Problem statement: Copy out the data from the line containing "Target: kob fawn" through the end of the data, with every line kept, and shift each point coordinate in the answers by -88.

Dataset:
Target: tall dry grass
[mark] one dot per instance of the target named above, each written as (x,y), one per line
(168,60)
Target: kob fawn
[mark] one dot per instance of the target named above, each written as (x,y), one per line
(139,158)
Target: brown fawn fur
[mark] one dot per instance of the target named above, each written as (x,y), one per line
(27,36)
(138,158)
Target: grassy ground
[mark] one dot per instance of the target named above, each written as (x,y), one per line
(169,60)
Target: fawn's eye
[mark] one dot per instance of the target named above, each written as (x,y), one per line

Full solution:
Target: kob fawn
[mark] one dot per instance of the target named above, each written as (x,y), one per line
(51,70)
Target: brown fawn fur
[mark] one dot per instance of the target named above, each written as (x,y), one per line
(-61,-52)
(50,70)
Target: grassy ground
[mark] one dot per instance of the target named above, each written as (x,y), one per line
(81,-28)
Target: fawn's eye
[mark] one dot per instance of the target named above, each written as (x,y), one per line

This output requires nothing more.